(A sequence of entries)
....
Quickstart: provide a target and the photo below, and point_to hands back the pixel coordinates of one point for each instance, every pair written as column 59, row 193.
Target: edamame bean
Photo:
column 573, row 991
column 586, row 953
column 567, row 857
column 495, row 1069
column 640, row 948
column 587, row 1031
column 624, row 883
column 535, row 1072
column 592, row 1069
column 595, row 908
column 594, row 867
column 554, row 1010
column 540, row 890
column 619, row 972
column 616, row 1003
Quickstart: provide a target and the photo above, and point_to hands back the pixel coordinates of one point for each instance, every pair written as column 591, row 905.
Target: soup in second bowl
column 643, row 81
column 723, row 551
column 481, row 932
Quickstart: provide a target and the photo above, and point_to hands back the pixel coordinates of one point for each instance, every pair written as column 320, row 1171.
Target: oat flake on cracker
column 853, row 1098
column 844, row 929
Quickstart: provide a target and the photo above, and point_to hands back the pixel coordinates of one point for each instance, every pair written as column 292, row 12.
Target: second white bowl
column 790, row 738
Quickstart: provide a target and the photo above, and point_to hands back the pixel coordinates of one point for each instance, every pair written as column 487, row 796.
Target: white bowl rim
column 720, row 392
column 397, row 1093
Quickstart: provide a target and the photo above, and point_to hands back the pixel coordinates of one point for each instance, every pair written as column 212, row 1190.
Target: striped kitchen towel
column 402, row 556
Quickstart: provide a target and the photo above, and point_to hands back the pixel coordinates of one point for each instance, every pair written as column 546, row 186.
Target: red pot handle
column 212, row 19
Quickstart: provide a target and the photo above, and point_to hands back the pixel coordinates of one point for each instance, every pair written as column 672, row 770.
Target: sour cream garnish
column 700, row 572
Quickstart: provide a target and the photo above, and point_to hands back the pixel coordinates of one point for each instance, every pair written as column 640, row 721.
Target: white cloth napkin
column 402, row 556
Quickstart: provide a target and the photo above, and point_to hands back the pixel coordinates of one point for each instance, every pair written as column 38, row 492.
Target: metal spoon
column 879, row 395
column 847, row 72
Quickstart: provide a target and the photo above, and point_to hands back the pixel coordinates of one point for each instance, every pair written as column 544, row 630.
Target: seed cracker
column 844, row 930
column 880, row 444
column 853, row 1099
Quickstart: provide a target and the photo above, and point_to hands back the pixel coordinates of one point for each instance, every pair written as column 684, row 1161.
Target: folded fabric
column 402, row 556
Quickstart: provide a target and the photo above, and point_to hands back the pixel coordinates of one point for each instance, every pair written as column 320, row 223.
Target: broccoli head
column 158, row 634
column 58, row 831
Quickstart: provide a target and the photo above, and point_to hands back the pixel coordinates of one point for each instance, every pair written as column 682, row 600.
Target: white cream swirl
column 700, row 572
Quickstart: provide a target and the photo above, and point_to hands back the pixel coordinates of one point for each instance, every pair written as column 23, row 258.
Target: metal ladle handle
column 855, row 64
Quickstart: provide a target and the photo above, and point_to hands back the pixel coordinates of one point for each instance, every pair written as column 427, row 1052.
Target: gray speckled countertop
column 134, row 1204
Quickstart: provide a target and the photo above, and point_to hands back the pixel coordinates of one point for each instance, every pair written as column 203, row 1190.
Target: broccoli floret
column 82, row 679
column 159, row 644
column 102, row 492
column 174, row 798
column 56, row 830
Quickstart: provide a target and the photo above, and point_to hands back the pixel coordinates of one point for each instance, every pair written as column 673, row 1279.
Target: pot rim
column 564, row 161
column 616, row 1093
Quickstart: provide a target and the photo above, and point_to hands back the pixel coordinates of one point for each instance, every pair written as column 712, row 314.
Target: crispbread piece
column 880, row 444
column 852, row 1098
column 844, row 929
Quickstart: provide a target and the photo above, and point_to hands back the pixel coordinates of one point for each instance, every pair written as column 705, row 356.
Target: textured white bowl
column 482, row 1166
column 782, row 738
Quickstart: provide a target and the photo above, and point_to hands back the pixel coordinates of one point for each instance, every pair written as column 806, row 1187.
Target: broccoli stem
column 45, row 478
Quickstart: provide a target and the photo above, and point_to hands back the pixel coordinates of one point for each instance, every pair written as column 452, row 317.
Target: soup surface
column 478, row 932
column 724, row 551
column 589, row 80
....
Reproduce every one of the entries above verbatim, from the first line to the last, without any change.

**Reply to the exercise**:
Quickstart: provide a target and the photo below, and point_to hands back the pixel coordinates of one point for each instance, every pair written as column 59, row 193.
Target: edamame bean
Photo:
column 573, row 991
column 586, row 953
column 567, row 857
column 495, row 1069
column 640, row 948
column 587, row 1031
column 624, row 883
column 535, row 1072
column 592, row 1069
column 595, row 908
column 594, row 867
column 554, row 1010
column 540, row 890
column 619, row 972
column 616, row 1003
Quickstart: provide a target and the photo above, and point_to hands back the pixel coordinates of one point for each instance, every pair written as column 591, row 905.
Target: soup in second bowl
column 643, row 81
column 723, row 551
column 481, row 932
Quickstart: provide a target and the photo above, and point_to hands back the pixel coordinates of one point for each instance, every pair written as column 320, row 1171.
Target: oat flake on cracker
column 853, row 1098
column 844, row 929
Quickstart: provide a target and the photo above, and point_to hands back the pixel coordinates of one point for each instance, every pair written as column 292, row 12.
Target: second white bowl
column 790, row 738
Quickstart: provide a target and the photo above, and point_to hands back the pixel coordinates of one point for each instance, every pair written as column 487, row 796.
Target: white bowl rim
column 720, row 392
column 397, row 1093
Quickstart: provide a target and the photo above, and point_to hands back the pixel coordinates of one point for each instance, every pair written as column 212, row 1190.
Target: striped kitchen towel
column 402, row 556
Quickstart: provide a target and the photo above, and point_to hands back the pixel coordinates of one point for each instance, every pair written as column 546, row 186.
Target: red pot handle
column 212, row 19
Quickstart: provide a target and the photo above, and point_to hands back the pixel coordinates of one point for each instance, every pair written as column 672, row 770.
Target: sour cream garnish
column 700, row 572
Quickstart: provide a target and the photo above, and point_to hands back the pixel coordinates of one point for each instance, every pair written as column 640, row 721.
Target: white cloth napkin
column 402, row 556
Quickstart: provide a target and the photo above, and point_to hands back the pixel coordinates of one point for each instance, every pair written as column 38, row 492.
Target: metal spoon
column 879, row 395
column 847, row 72
Quickstart: provide a target and the photo above, and point_to hands back the pixel coordinates of one point for each instance, every pair written as column 544, row 630.
Target: seed cracker
column 844, row 930
column 880, row 444
column 853, row 1099
Quickstart: provide a target and the photo above, and point_to hands back the pixel coordinates of one point for each instance, every pair written as column 684, row 1161.
Target: folded fabric
column 402, row 556
Quickstart: provide a target and the photo above, and point_to hands back the pixel coordinates of one point for each instance, every pair written as column 320, row 223.
Target: broccoli head
column 158, row 634
column 58, row 831
Quickstart: provide a target and the photo above, and point_to hands back the pixel coordinates of one point for each instance, every pair written as column 682, row 600.
Target: white cream swirl
column 700, row 572
Quickstart: provide a target and the photo above, and point_to hands back the pixel coordinates of one point for each instance, every pair written as column 23, row 258.
Target: metal ladle handle
column 855, row 64
Quickstart: provide a target and the photo above, and point_to hands back the pixel coordinates of one point for each instance, every pair written as column 427, row 1052.
Target: gray speckled countertop
column 134, row 1204
Quickstart: provide a target and the photo above, and point_to hands back the pixel coordinates of one point for each instance, every pair written as column 203, row 1190.
Target: broccoli floret
column 82, row 679
column 159, row 644
column 102, row 492
column 174, row 798
column 56, row 830
Quickstart: provide a target and the photo above, and point_to hands back the pixel coordinates of one point for each instance, every pair written as column 673, row 1279.
Target: pot rim
column 564, row 161
column 616, row 1093
Quickstart: provide a target and the photo above, and point_to hands back the pixel coordinates of one point for each instance, every pair written as column 712, row 314.
Target: crispbread piece
column 880, row 444
column 852, row 1098
column 844, row 929
Quickstart: provide a target and the photo above, and point_to hands back the pixel coordinates of one point for each instance, every pair written as column 705, row 356.
Target: textured white bowl
column 482, row 1166
column 782, row 738
Quickstart: provide a target and the photo above, and point_to hands back the pixel coordinates of one point for each instance, every pair written as column 806, row 1187.
Target: broccoli stem
column 45, row 478
Quickstart: provide a target and the photo above, and point_to hands back the pixel coordinates of one point for each instance, every pair written as column 452, row 317.
Target: soup surface
column 478, row 932
column 724, row 551
column 589, row 80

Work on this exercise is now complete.